Albert Jan Kluyver ForMemRS (June 3, 1888 – May 14, 1956) was a Dutch microbiologist and biochemist.

Career
In 1926, Kluyver and Hendrick Jean Louis Donker published the now classic paper, "Die Einheit in der Biochemie" ("Unity in Biochemistry"). The paper helped establish Kluyver's vision that, at a biochemical level, all organisms are unified. Kluyver famously expressed the idea with the aphorism: "From elephant to butyric acid bacterium – it is all the same". The paper, and other work from Kluyver's lab, helped support both the concept of biochemical unity as well as the idea of "comparative biochemistry", which Kluyver envisioned as biochemically equivalent to comparative anatomy. The concept established a theoretical basis for studying chemical processes in bacteria and extrapolating those processes to higher organisms.

▸ Data for analysis
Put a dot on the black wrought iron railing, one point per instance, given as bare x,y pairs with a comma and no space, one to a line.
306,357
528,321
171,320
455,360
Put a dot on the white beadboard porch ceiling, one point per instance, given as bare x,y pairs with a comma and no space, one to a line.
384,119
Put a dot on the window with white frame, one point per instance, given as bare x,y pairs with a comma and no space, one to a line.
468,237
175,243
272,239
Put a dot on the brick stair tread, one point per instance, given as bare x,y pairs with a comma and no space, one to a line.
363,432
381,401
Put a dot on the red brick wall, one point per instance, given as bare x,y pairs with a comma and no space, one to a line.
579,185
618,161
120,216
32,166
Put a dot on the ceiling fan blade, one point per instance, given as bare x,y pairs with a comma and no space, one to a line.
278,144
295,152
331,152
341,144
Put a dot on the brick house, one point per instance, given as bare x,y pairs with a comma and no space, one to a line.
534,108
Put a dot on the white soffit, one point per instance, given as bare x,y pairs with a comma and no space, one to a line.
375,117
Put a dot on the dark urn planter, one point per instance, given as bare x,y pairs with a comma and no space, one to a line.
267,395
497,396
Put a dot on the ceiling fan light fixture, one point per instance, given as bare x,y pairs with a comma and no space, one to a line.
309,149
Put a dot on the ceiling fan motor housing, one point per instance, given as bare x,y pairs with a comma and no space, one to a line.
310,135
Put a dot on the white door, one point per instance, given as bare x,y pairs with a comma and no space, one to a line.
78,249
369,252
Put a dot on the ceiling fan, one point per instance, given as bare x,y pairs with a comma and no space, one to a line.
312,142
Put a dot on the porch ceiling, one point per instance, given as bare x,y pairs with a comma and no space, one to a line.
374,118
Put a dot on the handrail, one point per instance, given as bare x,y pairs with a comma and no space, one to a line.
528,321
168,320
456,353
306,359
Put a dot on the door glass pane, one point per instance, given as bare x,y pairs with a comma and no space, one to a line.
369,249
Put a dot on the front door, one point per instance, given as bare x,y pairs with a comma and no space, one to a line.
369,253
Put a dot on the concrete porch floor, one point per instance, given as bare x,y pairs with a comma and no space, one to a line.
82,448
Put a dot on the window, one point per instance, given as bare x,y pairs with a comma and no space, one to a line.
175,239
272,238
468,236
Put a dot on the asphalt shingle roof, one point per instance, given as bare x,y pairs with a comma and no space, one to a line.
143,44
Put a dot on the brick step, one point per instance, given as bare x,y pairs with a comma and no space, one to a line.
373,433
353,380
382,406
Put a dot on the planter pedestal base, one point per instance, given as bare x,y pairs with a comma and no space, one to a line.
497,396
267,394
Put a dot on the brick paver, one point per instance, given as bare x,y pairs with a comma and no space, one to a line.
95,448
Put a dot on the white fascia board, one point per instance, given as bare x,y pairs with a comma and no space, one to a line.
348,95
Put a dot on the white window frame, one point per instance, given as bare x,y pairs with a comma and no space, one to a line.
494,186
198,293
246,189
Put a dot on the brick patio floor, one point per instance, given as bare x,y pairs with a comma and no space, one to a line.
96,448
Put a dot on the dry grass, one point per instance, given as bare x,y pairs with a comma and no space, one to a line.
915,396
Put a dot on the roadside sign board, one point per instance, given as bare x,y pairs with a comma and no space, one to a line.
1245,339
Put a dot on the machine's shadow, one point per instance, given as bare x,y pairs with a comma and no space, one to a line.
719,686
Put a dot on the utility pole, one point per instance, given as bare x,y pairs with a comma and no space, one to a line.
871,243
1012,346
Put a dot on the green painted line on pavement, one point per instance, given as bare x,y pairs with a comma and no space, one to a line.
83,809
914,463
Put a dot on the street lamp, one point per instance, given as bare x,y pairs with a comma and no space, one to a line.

▸ Apply what you read
[1] Reproduce the passage about Albert Jan Kluyver between "Albert Jan Kluyver" and "to higher organisms.", inclusive.
[2] In the passage about Albert Jan Kluyver, who published "Die Einheit in der Biochemie" with Kluyver in 1926?
[3] Write the next part of the passage about Albert Jan Kluyver, picking up after its final sentence.

▸ Answers for this exercise
[1]
Albert Jan Kluyver ForMemRS (June 3, 1888 – May 14, 1956) was a Dutch microbiologist and biochemist.

Career
In 1926, Kluyver and Hendrick Jean Louis Donker published the now classic paper, "Die Einheit in der Biochemie" ("Unity in Biochemistry"). The paper helped establish Kluyver's vision that, at a biochemical level, all organisms are unified. Kluyver famously expressed the idea with the aphorism: "From elephant to butyric acid bacterium – it is all the same". The paper, and other work from Kluyver's lab, helped support both the concept of biochemical unity as well as the idea of "comparative biochemistry", which Kluyver envisioned as biochemically equivalent to comparative anatomy. The concept established a theoretical basis for studying chemical processes in bacteria and extrapolating those processes to higher organisms.

[2] Hendrick Jean Louis Donker

[3]
The concepts of "biochemical unity" and "comparative biochemistry" were both very influential and probably Kluyver's most significant work. Kluyver's best known student, C. B. van Niel, commented on his mentor's scientific influence and noted that by the middle of the 20th century his work on biochemical unity was no longer cited. His aphorism was sufficiently widespread that in 1961 François Jacob and Jacques Monod paraphrased it, without mentioning Kluyver, as "that old axiom 'what is true for bacteria is also true for elephants'" to justify the genetic code's universality. His career was profoundly influenced by World War II and the Nazi occupation of the Netherlands.

Awards and honours
Kluyver is associated with the Delft school of microbiology where he was the successor to Martinus Beijerinck. In 1926 he became a member of the Royal Netherlands Academy of Arts and Sciences. He is considered the father of comparative microbiology, and in 1953, he won the Copley medal.

In 1956, botanist Johannes P. Van der Walt published Kluyveromyces, which is a genus of ascomycetous yeasts in the family Saccharomycetaceae and named in Kluyver's honour. In 1981, the genus Kluyvera comprising bacteria from the former enteric group 8 was named after him.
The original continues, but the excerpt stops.